** Start of Data shown **
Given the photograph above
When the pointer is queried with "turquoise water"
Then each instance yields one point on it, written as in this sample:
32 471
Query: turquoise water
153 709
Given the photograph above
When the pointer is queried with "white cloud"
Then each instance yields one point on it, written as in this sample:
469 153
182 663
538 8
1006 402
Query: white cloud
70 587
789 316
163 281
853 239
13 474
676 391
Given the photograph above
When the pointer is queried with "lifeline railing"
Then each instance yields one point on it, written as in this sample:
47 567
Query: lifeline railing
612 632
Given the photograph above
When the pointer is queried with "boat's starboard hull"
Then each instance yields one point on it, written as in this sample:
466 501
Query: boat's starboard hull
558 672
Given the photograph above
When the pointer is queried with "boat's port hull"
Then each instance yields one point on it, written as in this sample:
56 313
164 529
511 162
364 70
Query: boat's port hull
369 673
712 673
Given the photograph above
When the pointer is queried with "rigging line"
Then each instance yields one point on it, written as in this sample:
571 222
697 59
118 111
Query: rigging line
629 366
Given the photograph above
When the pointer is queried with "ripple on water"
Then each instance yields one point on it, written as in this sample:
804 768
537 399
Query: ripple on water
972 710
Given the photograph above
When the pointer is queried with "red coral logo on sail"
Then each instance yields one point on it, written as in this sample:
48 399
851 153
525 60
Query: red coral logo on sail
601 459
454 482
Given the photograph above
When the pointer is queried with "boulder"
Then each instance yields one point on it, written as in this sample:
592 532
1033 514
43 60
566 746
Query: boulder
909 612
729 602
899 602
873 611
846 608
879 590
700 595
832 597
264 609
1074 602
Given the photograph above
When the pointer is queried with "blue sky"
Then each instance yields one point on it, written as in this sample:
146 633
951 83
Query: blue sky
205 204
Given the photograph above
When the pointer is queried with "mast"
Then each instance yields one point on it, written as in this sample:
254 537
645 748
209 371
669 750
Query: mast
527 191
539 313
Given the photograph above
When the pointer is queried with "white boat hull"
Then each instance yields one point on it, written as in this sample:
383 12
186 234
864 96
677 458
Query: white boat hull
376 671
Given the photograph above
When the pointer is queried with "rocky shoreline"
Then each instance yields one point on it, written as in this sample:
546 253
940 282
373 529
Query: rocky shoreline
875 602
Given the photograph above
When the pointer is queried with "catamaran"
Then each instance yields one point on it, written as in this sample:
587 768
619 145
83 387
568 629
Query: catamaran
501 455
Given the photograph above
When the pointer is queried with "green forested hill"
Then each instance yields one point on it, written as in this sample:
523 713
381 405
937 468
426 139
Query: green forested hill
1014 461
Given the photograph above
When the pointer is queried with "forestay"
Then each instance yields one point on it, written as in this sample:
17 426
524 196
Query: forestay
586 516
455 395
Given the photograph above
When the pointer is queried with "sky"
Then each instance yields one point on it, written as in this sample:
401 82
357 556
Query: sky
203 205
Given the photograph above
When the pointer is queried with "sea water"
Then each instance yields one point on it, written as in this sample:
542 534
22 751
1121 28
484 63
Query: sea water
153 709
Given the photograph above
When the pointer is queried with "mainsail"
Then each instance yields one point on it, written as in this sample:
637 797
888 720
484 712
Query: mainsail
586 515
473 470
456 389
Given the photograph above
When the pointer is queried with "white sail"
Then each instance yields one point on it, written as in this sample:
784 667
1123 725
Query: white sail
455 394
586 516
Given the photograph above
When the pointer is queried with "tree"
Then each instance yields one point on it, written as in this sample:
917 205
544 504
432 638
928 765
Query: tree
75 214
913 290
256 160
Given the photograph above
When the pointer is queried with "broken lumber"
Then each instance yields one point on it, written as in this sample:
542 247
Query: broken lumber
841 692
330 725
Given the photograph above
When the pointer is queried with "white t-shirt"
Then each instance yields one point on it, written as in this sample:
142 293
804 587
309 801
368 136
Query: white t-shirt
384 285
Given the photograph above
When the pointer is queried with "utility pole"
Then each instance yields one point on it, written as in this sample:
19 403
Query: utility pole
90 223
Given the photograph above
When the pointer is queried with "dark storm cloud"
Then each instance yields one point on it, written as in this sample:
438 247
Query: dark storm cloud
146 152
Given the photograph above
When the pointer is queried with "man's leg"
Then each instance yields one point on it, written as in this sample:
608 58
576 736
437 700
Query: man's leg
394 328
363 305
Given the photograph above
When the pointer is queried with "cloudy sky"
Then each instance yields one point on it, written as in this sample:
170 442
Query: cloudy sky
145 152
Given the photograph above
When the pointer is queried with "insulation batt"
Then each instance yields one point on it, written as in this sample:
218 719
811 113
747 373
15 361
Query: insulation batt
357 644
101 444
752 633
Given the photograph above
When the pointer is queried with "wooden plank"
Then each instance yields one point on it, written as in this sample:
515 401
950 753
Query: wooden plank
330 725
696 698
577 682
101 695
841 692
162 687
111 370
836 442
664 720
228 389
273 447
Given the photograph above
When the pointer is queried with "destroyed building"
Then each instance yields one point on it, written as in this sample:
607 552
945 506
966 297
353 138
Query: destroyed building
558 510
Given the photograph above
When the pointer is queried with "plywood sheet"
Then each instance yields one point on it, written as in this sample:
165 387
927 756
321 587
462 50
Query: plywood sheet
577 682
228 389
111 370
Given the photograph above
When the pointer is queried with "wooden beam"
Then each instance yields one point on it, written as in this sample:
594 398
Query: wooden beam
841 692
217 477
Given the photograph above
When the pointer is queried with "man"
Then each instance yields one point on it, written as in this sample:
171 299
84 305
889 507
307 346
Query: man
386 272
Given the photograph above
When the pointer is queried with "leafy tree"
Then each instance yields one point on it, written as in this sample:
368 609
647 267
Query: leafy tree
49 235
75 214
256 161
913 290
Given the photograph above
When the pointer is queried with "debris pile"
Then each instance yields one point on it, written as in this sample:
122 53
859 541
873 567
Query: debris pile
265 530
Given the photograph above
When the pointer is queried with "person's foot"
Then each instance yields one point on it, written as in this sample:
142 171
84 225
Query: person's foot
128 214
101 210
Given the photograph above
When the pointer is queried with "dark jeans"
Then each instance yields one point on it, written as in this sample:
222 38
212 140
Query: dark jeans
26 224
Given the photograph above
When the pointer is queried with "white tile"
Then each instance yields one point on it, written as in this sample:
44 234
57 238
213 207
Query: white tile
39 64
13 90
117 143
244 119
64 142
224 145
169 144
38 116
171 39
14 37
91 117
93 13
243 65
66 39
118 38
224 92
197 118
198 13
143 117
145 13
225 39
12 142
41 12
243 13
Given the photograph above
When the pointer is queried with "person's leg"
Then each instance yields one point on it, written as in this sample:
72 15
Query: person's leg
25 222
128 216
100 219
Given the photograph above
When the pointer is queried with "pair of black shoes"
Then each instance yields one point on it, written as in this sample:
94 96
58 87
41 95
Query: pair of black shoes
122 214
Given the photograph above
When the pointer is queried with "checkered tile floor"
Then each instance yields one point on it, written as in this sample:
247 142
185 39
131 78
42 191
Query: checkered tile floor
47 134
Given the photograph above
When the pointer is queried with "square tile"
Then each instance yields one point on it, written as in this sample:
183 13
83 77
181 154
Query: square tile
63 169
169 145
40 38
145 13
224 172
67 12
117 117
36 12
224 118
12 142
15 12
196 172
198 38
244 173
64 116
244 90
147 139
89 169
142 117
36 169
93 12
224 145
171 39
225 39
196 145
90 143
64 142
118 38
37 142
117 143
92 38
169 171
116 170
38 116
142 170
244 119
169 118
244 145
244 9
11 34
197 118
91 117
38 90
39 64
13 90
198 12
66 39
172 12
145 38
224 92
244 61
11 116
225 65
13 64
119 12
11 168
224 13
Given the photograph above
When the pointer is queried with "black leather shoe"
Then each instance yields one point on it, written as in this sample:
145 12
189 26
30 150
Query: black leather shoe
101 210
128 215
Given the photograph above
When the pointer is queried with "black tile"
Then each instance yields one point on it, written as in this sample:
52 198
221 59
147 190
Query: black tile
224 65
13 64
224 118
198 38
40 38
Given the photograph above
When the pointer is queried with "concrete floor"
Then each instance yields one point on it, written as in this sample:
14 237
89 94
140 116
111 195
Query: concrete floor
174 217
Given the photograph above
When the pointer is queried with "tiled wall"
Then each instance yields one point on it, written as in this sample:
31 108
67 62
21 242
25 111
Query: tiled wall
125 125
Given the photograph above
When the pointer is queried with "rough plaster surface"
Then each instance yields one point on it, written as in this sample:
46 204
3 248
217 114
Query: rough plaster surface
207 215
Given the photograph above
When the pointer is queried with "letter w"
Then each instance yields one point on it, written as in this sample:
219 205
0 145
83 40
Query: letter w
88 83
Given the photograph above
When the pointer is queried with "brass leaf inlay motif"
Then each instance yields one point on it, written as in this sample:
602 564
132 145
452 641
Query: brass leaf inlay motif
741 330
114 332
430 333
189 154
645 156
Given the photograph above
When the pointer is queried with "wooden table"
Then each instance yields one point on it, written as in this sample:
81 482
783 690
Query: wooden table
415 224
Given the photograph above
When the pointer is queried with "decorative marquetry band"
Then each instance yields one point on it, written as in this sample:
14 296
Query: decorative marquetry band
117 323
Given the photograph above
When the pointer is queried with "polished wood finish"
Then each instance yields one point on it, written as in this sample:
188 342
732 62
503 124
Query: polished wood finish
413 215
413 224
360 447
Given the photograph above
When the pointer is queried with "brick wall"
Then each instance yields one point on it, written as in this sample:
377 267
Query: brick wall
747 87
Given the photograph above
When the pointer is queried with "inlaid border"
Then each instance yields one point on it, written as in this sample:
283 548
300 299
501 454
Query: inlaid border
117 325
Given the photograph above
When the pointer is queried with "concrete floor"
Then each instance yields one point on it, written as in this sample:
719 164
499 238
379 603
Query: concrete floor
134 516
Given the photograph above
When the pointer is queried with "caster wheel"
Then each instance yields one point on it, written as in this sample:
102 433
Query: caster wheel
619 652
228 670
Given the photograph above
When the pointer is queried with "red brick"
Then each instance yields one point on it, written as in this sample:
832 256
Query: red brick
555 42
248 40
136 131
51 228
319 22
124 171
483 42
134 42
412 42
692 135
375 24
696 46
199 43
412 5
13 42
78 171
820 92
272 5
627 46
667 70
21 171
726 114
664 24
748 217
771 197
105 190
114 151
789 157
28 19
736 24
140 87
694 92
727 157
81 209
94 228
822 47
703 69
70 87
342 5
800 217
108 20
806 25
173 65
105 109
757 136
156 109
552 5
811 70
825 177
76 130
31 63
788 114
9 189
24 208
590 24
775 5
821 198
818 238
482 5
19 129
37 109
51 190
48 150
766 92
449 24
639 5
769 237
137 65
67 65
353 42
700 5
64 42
** End of Data shown **
> _Given request_: Give only the number of lines in the records above that contain the string "ripple", treating uppercase and lowercase as distinct.

> _Exercise answer_: 2